* Données de l'exercice
—————

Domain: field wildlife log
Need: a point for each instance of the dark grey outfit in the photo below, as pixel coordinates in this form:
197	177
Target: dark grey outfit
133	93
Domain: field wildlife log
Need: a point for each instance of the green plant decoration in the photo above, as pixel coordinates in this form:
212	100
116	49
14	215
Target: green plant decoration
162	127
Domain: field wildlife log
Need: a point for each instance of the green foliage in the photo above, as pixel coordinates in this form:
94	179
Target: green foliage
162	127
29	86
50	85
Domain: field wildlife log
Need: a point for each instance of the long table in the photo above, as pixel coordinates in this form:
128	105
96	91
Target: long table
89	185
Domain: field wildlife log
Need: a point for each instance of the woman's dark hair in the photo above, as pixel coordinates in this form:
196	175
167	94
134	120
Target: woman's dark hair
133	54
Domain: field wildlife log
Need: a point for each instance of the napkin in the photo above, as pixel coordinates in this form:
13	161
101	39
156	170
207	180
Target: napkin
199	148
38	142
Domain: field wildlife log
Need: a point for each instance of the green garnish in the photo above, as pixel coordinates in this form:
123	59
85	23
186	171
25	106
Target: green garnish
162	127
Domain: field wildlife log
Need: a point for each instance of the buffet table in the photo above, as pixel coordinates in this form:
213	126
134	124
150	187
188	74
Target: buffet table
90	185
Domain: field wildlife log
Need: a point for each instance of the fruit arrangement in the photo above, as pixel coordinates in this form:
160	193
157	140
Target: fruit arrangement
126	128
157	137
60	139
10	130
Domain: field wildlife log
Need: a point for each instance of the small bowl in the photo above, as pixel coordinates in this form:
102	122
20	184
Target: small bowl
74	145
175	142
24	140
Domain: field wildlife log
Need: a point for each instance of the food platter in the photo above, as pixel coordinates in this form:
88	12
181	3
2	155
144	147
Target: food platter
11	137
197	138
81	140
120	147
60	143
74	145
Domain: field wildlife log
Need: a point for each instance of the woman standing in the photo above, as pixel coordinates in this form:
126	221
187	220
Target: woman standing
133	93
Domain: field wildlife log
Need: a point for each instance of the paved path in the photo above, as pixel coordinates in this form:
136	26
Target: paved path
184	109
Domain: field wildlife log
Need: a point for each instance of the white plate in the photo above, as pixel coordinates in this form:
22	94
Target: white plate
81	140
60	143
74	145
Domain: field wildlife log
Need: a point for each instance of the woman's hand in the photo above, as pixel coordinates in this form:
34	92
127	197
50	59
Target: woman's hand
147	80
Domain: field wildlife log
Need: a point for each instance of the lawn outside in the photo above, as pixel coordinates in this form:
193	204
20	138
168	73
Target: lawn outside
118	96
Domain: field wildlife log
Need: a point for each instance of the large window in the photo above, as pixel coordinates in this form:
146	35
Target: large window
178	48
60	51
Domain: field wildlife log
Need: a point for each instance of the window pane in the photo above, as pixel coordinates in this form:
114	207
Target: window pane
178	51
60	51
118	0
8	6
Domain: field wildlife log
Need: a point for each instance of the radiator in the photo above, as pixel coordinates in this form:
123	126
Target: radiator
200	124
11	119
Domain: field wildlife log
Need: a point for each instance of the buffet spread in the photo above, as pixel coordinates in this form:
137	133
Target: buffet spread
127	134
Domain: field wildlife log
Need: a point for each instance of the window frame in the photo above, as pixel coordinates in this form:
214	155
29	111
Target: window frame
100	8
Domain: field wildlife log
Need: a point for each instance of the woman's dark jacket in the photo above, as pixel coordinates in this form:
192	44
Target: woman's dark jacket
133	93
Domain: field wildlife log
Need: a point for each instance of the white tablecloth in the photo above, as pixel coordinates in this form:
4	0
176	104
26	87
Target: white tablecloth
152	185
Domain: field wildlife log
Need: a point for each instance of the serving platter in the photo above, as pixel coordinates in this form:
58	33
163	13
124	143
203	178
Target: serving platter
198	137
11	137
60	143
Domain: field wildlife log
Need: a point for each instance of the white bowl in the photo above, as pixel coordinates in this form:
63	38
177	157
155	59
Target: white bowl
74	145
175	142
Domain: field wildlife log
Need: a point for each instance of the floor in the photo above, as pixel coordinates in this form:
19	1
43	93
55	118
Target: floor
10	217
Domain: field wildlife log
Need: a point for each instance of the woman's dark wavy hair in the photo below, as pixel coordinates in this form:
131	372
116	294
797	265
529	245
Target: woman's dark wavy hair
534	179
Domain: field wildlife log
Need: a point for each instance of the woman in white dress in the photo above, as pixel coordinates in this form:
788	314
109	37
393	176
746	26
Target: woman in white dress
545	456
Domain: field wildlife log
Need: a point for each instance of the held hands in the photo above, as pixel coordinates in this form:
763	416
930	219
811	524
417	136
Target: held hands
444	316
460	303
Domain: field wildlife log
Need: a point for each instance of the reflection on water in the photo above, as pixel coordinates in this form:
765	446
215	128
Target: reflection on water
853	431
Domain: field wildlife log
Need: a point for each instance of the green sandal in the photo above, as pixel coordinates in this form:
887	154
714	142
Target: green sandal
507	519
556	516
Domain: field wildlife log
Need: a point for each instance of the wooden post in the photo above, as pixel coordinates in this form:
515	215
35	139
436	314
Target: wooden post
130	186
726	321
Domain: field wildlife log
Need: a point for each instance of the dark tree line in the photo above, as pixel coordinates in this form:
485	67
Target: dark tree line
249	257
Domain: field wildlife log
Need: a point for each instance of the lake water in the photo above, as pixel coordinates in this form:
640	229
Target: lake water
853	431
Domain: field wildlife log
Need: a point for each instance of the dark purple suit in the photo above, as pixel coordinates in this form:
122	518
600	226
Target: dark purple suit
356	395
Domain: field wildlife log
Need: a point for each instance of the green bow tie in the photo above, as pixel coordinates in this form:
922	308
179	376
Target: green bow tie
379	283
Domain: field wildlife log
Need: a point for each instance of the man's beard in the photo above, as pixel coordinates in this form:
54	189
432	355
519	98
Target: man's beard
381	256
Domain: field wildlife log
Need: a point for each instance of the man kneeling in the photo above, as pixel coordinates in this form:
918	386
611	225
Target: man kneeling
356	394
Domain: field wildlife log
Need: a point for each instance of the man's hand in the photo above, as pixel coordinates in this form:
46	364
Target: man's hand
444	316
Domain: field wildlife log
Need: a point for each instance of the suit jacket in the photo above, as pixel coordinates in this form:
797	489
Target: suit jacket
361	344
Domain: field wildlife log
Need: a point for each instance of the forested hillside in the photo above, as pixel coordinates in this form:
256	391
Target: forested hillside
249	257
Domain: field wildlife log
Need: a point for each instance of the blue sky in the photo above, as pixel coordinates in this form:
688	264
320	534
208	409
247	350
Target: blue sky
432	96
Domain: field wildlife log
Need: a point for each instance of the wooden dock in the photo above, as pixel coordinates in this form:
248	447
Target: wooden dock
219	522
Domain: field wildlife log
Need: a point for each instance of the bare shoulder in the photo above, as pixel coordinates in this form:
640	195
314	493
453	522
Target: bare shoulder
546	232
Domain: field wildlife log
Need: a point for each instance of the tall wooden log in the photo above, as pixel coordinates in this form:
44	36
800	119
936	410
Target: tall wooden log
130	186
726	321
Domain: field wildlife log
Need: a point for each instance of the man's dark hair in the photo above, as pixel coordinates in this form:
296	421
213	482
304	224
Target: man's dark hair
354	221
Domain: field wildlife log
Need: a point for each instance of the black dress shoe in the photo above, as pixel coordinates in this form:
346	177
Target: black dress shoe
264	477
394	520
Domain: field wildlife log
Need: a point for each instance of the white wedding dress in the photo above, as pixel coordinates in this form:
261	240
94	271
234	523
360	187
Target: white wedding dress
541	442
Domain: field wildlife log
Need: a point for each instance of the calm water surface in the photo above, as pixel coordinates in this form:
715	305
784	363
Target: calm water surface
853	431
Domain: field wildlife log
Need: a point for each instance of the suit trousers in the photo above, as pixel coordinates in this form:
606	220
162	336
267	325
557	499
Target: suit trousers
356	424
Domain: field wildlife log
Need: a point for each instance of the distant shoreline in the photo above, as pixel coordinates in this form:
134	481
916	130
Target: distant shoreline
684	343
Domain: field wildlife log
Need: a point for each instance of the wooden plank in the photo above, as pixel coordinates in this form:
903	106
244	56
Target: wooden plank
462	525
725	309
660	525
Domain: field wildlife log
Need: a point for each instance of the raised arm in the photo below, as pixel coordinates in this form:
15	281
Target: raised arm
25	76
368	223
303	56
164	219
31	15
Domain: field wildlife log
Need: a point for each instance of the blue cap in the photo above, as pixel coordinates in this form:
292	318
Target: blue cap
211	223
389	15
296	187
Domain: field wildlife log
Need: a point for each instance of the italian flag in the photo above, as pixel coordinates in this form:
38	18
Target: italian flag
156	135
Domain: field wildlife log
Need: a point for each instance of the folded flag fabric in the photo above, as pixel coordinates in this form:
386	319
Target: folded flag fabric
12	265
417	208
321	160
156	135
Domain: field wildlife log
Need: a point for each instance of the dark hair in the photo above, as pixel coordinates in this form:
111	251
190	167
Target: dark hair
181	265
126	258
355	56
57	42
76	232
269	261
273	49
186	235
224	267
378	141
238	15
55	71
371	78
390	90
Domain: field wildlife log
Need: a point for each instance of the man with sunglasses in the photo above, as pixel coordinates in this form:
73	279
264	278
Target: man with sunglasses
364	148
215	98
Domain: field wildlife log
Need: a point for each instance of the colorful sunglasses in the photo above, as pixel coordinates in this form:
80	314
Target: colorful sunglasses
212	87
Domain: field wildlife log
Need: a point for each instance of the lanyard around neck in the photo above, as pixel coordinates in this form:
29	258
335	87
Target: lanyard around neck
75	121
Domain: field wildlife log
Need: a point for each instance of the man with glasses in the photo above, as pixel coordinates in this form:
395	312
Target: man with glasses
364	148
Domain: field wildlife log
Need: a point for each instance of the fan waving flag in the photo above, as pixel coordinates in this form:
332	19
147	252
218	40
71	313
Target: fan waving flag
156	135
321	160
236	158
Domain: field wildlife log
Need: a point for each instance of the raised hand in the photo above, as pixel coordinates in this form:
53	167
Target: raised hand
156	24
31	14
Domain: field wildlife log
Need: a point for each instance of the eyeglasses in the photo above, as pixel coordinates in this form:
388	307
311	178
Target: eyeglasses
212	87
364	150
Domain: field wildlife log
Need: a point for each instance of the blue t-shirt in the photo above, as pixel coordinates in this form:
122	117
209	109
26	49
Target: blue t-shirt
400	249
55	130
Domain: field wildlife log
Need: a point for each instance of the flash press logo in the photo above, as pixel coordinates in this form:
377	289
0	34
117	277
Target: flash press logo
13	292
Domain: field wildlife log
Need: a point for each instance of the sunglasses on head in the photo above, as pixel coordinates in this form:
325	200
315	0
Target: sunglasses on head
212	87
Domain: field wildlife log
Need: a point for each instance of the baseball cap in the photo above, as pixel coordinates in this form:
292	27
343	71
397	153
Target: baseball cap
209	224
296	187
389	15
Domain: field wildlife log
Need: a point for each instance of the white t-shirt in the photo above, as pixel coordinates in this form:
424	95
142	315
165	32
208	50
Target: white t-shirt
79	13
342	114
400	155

—————

* Consigne
Affichez chacune des lignes ci-dessus où figure le mot « neck ».

* Réponse complète
Need: a point for each instance of the lanyard around neck in the photo above, as pixel coordinates in this form:
Target: lanyard around neck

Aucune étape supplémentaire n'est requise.